EXERCISE DESCRIPTION
Swap "Your reply" for "Your answer" everywhere in the records below, keep every other part the same, and return them without the pictures.

Annotation records

###

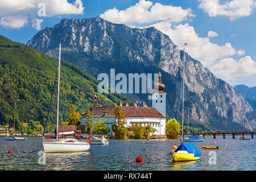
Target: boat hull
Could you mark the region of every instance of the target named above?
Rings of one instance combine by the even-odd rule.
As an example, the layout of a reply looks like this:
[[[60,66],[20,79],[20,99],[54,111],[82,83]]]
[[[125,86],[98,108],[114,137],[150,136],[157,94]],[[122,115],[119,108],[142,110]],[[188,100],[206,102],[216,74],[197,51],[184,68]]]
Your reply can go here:
[[[102,142],[101,140],[92,140],[92,143],[90,144],[109,144],[109,141],[106,142]]]
[[[171,154],[174,161],[190,161],[199,160],[200,157],[195,157],[194,154],[181,154],[173,152]]]
[[[78,142],[78,143],[43,142],[43,146],[46,153],[78,152],[90,149],[90,144],[83,142]]]
[[[181,139],[180,139],[181,141]],[[204,142],[204,139],[183,139],[183,142]]]
[[[208,149],[208,150],[219,150],[220,149],[220,147],[209,147],[209,146],[202,146],[203,149]]]

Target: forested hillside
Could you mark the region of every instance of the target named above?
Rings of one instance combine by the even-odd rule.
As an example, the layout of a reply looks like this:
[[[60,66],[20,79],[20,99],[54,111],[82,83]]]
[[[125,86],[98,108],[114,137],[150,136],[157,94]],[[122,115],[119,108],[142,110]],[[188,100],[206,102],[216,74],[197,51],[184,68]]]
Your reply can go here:
[[[42,132],[53,87],[58,61],[23,44],[0,36],[0,125],[28,134]],[[61,61],[60,120],[67,119],[72,104],[85,112],[92,106],[98,82],[78,66]],[[57,81],[57,80],[56,80]],[[48,129],[55,129],[57,85],[55,86]],[[131,101],[118,94],[98,94],[99,103]]]

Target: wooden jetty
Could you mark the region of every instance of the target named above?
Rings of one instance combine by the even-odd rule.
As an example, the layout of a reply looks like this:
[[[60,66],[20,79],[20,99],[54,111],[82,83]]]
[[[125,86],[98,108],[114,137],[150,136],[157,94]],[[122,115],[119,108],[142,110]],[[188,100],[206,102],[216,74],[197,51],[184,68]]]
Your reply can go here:
[[[225,138],[225,135],[232,135],[233,138],[235,139],[235,135],[242,134],[242,137],[245,137],[245,134],[251,134],[251,139],[253,138],[253,134],[255,133],[255,131],[217,131],[217,132],[189,132],[189,135],[193,136],[203,135],[203,138],[204,138],[205,135],[213,135],[213,138],[216,138],[216,135],[223,135],[223,138]],[[185,135],[185,134],[184,134]]]

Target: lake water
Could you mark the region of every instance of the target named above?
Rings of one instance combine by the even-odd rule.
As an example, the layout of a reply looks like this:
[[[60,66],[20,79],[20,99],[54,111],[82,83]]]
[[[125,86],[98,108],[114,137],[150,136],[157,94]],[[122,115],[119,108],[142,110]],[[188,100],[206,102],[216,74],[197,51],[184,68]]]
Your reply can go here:
[[[174,162],[170,155],[163,158],[173,145],[179,146],[179,140],[151,139],[150,143],[141,143],[142,140],[110,140],[108,146],[91,145],[88,152],[46,154],[46,164],[39,164],[38,150],[43,151],[41,137],[28,137],[27,141],[6,141],[0,137],[0,170],[249,170],[256,169],[256,146],[255,139],[237,140],[232,135],[205,136],[203,142],[193,143],[201,153],[200,160],[196,162]],[[251,138],[251,135],[245,135]],[[146,142],[146,140],[144,140]],[[227,141],[227,144],[224,144]],[[216,142],[214,144],[213,142]],[[220,150],[203,150],[202,146],[217,146]],[[19,149],[19,151],[16,148]],[[143,150],[148,160],[142,155],[143,163],[136,163]],[[7,154],[12,150],[13,154]],[[22,152],[20,151],[27,152]],[[216,152],[216,163],[209,163],[210,151]],[[210,160],[212,161],[212,160]]]

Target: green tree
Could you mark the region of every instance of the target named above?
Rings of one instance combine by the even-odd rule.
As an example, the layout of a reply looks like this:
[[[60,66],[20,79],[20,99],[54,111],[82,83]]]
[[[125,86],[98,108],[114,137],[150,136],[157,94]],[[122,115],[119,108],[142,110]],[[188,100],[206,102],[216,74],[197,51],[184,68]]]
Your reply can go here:
[[[145,128],[141,125],[131,125],[130,128],[131,138],[132,139],[144,139]]]
[[[92,112],[90,110],[90,108],[88,107],[86,113],[85,123],[85,133],[89,134],[90,133],[90,130],[92,129]]]
[[[104,121],[97,120],[93,123],[93,133],[96,134],[108,134],[110,130],[106,126],[106,122]]]
[[[68,114],[68,118],[67,119],[67,122],[68,122],[68,125],[76,125],[81,118],[81,115],[79,111],[76,111],[76,107],[73,104],[69,109]]]
[[[152,134],[156,131],[156,129],[152,127],[150,125],[147,125],[146,126],[144,127],[144,135],[145,136],[145,137],[147,137],[147,135],[150,135],[150,134]]]
[[[115,106],[115,123],[119,127],[124,127],[126,123],[125,116],[122,111],[122,107],[120,106]]]
[[[180,131],[180,125],[175,118],[166,123],[166,134],[171,138],[177,139]]]
[[[124,139],[126,137],[128,130],[125,127],[126,123],[125,117],[119,106],[115,106],[115,123],[112,125],[112,130],[115,133],[117,139]]]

###

WORKED ANSWER
Target: boat hull
Could you mark the region of every instance of the target named above?
Rings of one instance combine by the even-odd rule.
As an example, the layout of a reply looks like this:
[[[60,66],[20,79],[20,99],[54,111],[82,83]]]
[[[125,86],[98,108],[114,137],[150,136],[157,94]],[[122,115],[119,108],[142,110]],[[188,100],[206,102],[216,74],[197,51],[184,68]]]
Your answer can go here:
[[[102,142],[101,140],[92,140],[92,143],[90,144],[109,144],[109,141],[106,142]]]
[[[171,154],[174,161],[190,161],[199,160],[200,157],[195,157],[194,154],[181,154],[173,152]]]
[[[78,142],[78,143],[43,142],[43,146],[46,153],[78,152],[90,149],[90,144],[83,142]]]
[[[181,139],[180,139],[181,141]],[[204,142],[204,139],[183,139],[183,142]]]
[[[208,149],[208,150],[219,150],[220,149],[220,147],[209,147],[209,146],[202,146],[203,149]]]

Target: forested hillside
Could you mark the region of every instance of the target named above?
Rings of one instance combine by the even-odd rule.
As an example, the layout of a reply looks like this:
[[[60,66],[20,79],[20,99],[54,111],[82,83]]]
[[[125,86],[98,108],[114,137],[150,136],[157,94]],[[122,115],[119,108],[142,110]],[[188,100],[206,102],[216,74],[197,51],[184,68]]]
Your answer can go here:
[[[42,132],[53,87],[58,61],[23,44],[0,36],[0,125],[28,134]],[[61,61],[60,120],[67,119],[72,104],[85,112],[92,106],[98,82],[78,66]],[[57,81],[57,80],[56,80]],[[48,129],[55,129],[57,85],[55,86]],[[131,101],[118,94],[98,94],[99,103]]]

Target: wooden jetty
Could you mark the region of every instance of the target named above?
Rings of one instance combine by the even-odd rule.
As an example, the layout of a reply looks like this:
[[[60,66],[20,79],[20,99],[54,111],[82,83]]]
[[[125,86],[98,108],[114,137],[150,136],[157,94]],[[122,115],[119,108],[142,110]],[[188,100],[206,102],[216,74],[197,51],[184,68]]]
Your answer can go here:
[[[225,138],[225,135],[232,135],[233,138],[235,139],[235,135],[242,134],[242,137],[245,137],[245,134],[251,134],[251,139],[253,138],[253,134],[255,133],[255,131],[217,131],[217,132],[189,132],[189,135],[193,136],[203,135],[203,138],[204,138],[205,135],[213,135],[213,138],[216,138],[216,135],[223,135],[223,138]],[[185,135],[185,134],[184,134]]]

Target: lake water
Could you mark the region of every instance of the target named above?
Rings of one instance combine by the even-odd rule.
As an example, the layout of a reply looks like this:
[[[60,66],[20,79],[20,99],[54,111],[82,83]]]
[[[125,86],[98,108],[114,137],[150,136],[157,94]],[[122,115],[119,108],[142,110]],[[188,100],[206,102],[216,74],[197,51],[184,68]]]
Your answer can go here:
[[[174,162],[170,155],[163,158],[173,145],[179,146],[179,140],[151,139],[150,143],[141,143],[142,140],[110,140],[108,146],[91,145],[88,152],[46,154],[46,164],[39,164],[38,150],[43,151],[41,137],[28,137],[27,141],[6,141],[0,137],[0,170],[249,170],[256,169],[256,146],[255,139],[237,140],[232,135],[205,136],[203,142],[193,143],[201,153],[200,160],[196,162]],[[251,138],[251,135],[245,135]],[[146,142],[146,140],[144,140]],[[227,141],[227,144],[224,144]],[[216,142],[214,144],[213,142]],[[220,150],[203,150],[202,146],[217,146]],[[19,149],[19,151],[16,148]],[[143,150],[148,160],[142,155],[143,163],[136,163]],[[7,154],[12,150],[13,154]],[[22,152],[20,151],[27,152]],[[216,152],[216,163],[209,163],[210,151]],[[210,160],[212,161],[212,160]]]

Target: green tree
Could you mark the region of every instance of the target named above?
Rings of one instance combine by the even-odd rule.
As an example, the layout of a reply looks like this:
[[[60,66],[20,79],[20,99],[54,111],[82,83]]]
[[[125,86],[98,108],[114,137],[150,136],[157,94]],[[122,115],[119,108],[142,110]],[[188,100],[206,102],[216,74],[197,51],[184,68]]]
Your answer can go here:
[[[145,128],[141,125],[131,125],[130,128],[131,138],[132,139],[144,139]]]
[[[92,112],[90,110],[90,108],[88,107],[86,113],[85,123],[85,133],[89,134],[90,133],[90,130],[92,129]]]
[[[104,121],[97,120],[93,123],[93,133],[96,134],[108,134],[110,130],[106,126],[106,122]]]
[[[68,114],[68,118],[67,119],[67,122],[68,122],[68,125],[76,125],[81,118],[81,115],[79,111],[76,111],[76,107],[73,104],[69,109]]]
[[[152,134],[156,131],[156,129],[152,127],[150,125],[147,125],[146,126],[144,127],[144,135],[145,136],[145,137],[147,137],[147,135],[150,135],[150,134]]]
[[[115,106],[115,123],[119,127],[124,127],[126,123],[125,116],[122,111],[122,107],[120,106]]]
[[[180,131],[180,125],[175,118],[166,123],[166,134],[171,138],[177,139]]]
[[[124,139],[126,137],[128,130],[125,127],[126,123],[125,117],[119,106],[115,106],[115,123],[112,125],[112,130],[115,133],[117,139]]]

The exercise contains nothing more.